Stored data entries
= = =

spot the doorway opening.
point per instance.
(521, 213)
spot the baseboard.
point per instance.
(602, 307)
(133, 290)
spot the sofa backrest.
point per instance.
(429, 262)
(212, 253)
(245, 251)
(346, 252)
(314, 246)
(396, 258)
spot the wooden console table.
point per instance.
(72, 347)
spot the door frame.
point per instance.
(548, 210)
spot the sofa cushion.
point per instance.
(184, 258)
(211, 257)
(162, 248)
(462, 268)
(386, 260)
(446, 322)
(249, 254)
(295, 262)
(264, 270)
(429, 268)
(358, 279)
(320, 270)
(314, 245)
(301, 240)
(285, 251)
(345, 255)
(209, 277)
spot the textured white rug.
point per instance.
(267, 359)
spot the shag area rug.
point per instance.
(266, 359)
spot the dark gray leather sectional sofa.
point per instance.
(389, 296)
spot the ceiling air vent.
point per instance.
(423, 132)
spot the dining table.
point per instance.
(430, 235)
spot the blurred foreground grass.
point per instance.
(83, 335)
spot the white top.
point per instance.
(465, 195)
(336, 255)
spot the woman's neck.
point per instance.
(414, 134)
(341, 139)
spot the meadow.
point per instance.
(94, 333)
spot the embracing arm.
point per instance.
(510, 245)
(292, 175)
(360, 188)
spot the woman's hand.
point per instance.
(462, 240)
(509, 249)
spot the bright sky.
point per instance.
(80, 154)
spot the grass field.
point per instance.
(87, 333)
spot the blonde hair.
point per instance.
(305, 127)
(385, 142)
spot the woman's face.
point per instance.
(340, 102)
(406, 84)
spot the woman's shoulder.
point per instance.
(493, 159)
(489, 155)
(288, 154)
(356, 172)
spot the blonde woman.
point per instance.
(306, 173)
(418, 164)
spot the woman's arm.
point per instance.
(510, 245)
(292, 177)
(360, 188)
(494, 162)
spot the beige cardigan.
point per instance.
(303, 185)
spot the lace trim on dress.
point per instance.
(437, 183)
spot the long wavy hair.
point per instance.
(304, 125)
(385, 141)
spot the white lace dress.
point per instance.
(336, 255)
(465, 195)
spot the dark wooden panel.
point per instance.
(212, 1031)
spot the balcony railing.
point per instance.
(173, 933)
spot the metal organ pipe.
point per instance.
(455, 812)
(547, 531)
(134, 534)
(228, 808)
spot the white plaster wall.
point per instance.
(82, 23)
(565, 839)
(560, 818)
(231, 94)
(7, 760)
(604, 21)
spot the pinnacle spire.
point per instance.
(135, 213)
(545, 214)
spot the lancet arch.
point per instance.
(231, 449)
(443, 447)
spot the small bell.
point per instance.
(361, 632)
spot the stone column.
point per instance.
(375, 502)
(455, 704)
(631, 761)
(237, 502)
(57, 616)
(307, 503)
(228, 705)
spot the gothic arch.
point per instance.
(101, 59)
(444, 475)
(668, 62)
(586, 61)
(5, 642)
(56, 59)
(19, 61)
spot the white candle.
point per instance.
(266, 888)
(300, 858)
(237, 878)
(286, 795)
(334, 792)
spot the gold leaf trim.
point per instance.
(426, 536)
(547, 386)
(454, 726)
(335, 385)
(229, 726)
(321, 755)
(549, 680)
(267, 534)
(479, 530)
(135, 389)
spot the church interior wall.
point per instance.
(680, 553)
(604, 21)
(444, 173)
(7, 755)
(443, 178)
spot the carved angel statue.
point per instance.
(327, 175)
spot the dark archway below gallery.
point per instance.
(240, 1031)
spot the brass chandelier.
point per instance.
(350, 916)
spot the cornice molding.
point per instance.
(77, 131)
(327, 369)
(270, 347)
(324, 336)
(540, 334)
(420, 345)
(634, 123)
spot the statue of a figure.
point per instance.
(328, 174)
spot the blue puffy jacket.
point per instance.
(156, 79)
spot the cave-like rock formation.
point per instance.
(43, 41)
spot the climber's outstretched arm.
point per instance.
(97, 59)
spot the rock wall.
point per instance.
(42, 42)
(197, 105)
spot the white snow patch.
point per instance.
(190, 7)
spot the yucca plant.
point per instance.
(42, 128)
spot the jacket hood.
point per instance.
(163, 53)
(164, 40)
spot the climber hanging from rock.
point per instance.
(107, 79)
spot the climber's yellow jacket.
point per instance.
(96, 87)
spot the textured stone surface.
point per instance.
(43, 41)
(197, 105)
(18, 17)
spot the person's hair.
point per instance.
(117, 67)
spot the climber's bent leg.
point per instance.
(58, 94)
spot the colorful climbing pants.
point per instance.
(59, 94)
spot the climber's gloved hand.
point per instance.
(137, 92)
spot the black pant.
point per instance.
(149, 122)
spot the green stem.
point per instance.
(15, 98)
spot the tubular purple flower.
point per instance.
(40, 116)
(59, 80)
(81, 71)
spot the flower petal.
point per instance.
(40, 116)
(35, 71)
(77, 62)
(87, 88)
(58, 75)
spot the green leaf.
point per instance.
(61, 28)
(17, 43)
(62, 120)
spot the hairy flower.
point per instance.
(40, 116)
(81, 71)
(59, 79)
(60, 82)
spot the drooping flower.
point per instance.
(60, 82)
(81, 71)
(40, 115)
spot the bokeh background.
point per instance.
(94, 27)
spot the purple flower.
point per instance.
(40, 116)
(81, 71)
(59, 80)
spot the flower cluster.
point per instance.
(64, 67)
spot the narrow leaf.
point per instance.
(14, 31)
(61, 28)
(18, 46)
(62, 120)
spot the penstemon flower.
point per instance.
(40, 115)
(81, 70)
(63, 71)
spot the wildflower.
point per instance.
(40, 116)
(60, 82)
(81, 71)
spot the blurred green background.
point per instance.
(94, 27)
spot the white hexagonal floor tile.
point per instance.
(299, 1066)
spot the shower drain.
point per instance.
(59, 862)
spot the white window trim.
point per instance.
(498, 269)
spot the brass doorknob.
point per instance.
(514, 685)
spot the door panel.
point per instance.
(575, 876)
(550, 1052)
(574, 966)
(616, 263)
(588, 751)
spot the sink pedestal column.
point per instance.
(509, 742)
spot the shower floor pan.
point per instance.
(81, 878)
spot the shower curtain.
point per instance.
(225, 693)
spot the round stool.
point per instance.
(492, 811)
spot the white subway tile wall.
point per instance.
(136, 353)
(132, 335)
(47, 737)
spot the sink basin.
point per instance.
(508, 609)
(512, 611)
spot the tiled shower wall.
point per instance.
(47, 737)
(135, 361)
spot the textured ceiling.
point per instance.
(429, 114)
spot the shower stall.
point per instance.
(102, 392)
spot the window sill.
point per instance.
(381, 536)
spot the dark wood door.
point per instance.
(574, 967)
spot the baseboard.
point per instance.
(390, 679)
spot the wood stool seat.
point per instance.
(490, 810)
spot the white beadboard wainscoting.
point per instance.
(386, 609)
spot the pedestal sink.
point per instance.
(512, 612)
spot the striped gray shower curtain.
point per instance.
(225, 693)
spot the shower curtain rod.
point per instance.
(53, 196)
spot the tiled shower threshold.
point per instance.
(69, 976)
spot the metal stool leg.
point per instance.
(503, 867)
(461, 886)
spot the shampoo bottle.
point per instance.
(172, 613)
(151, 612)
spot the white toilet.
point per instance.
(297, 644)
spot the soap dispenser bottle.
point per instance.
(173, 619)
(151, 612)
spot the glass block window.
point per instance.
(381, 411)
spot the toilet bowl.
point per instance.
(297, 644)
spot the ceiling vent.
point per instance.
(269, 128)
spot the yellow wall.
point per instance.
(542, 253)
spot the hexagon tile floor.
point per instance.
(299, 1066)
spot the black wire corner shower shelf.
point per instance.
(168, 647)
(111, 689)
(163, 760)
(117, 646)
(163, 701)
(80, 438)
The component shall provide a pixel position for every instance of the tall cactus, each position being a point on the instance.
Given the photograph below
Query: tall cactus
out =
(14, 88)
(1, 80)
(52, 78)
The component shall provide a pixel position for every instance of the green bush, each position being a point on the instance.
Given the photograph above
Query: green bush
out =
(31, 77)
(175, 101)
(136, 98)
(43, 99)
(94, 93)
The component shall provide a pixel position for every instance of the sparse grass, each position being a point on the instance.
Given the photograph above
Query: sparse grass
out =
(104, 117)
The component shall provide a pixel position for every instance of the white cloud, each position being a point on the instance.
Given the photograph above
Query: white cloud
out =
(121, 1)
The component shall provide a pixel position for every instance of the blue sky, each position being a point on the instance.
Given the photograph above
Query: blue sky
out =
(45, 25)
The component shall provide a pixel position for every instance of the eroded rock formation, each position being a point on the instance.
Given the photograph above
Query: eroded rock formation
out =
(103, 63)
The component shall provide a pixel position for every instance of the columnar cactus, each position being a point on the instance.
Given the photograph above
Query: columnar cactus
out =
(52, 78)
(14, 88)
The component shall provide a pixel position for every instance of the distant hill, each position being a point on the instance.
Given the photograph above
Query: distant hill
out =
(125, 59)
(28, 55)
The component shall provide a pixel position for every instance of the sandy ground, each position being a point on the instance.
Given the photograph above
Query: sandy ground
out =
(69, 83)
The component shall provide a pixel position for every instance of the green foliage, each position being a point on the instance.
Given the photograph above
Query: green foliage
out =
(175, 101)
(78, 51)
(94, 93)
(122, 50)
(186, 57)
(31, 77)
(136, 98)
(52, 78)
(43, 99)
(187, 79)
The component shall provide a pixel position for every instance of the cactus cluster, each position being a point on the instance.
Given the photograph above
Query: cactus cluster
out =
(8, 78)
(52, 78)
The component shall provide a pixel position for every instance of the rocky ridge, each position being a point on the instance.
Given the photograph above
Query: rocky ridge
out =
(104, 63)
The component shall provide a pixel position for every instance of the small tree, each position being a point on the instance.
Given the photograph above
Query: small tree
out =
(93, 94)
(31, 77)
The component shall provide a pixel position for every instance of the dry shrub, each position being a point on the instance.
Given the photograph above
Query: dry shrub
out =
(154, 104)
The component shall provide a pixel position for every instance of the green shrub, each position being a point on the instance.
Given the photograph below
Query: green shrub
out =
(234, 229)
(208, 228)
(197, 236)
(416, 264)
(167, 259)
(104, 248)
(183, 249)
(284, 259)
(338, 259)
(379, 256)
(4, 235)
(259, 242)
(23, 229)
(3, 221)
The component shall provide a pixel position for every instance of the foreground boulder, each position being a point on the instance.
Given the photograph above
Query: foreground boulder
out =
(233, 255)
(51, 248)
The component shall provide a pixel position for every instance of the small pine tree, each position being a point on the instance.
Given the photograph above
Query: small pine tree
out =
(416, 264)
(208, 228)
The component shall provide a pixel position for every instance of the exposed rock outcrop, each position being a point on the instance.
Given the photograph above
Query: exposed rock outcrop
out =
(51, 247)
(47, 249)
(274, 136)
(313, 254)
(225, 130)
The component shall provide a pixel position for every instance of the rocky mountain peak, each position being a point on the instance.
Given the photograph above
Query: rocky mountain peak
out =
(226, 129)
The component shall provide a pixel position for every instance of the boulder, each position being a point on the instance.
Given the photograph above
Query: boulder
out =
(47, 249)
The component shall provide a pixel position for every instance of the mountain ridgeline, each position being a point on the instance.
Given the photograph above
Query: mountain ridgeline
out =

= = =

# Work task:
Look through the entries and return every line where "stool" appears.

# Expected output:
spot the round stool.
spot the wood stool seat.
spot the metal stool leg.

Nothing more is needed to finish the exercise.